[Selected extract]:

----------------

MathBench > Environmental Science

What's in your Watershed?

A day in the life of a microbe

In most streams and rivers, enterococci are limited by temperature and nutrients, and they don’t grow much.  Another way to say this is that for enterococci, nutrients and temperature are limiting factors.  In order to test water quality by counting enterococci, we need to do two things:

  1. take away limiting factors for enterococci in our sample, and
  2. make sure that any other microbe that might be in the water still has limiting factors.

It’s important to keep (or even add) limiting factors for the other microbes, because otherwise we’ll be counting all sorts of bacteria in addition to enterococci, and our data won’t be valid.  We do this by using a selective media – in other words, a gel-like food which is also laced with antibiotics and various other chemicals to limit all the other microbes.  (One of the reasons that enterococci make such a good test case for contamination is that it is NOT affected by antibiotics which knock out most other microbes).

So, let’s watch a single enterococcus cell, who happens to be sitting next to a couple of staphylococcus cells.  Because of the antibiotics, the staph cells will quickly get disabled, but not the enterococcus (let’s call him Rocky for short).  In fact, after spending weeks in a (to him) cold and barren creek, Rocky is finally living the good life.  He is surrounded by lactose sugar (yum!) and nice and warm. 

Rocky pulls in sugar as fast as he can, and soon he’s grown out of his membrane.  He splits in half, creating little Rockies 2 and 3.  These two guys also pull in sugar as fast as they can, and xx minutes later, they too start to feel ready to split, so they do.  Rockies 4, 5, 6 and 7 keep going.

time: 0 min
1 rocky
time: 50 min
1 rocky
time: 1 hr 40 min
1 rocky
time: 2 hrs 40 min
1 rocky

Of course, none of the Rockies has a way to move, so they’re stuck sitting in a little pile, but they don’t mind, because there’s plenty of sugar to go around.  Pretty soon we have a pile consisting of Rockies 8 through 15.  And so on. 

Eventually (after about 24 hours) this pile will be big enough for one of us hulking human beings to see without even using a microscope.  This tiny but visible pile is called a colony, and the original Rocky was the original colony-forming unit, or CFU

Of course Rocky was probably not the only CFU around.  Over on the other side of the gel Terry was sitting around, minding his own business, enjoying the warmth and sugar, and growing at the same rate.  So while a few million descendants of Rocky formed a colony on one side of the plate, a few million descendants of Terry form a colony of the other side.  And so on, one colony for each original colony  forming unit.

----------------

[Supplied material]:
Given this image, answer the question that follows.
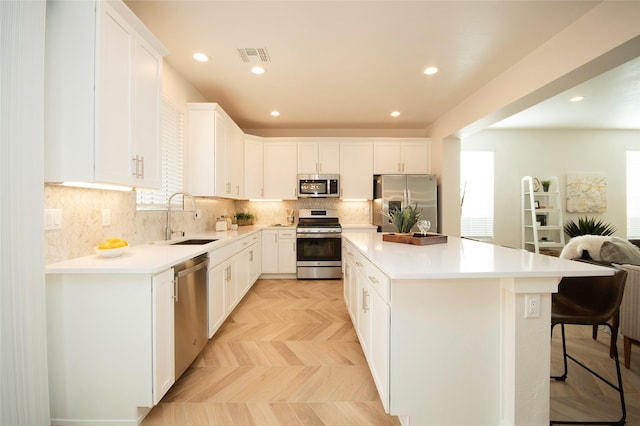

----------------

[Task statement]: In the watershed passage about enterococci, what term is used for the original cell that a visible colony grows from?

[Result of this exercise]: A colony-forming unit, or CFU.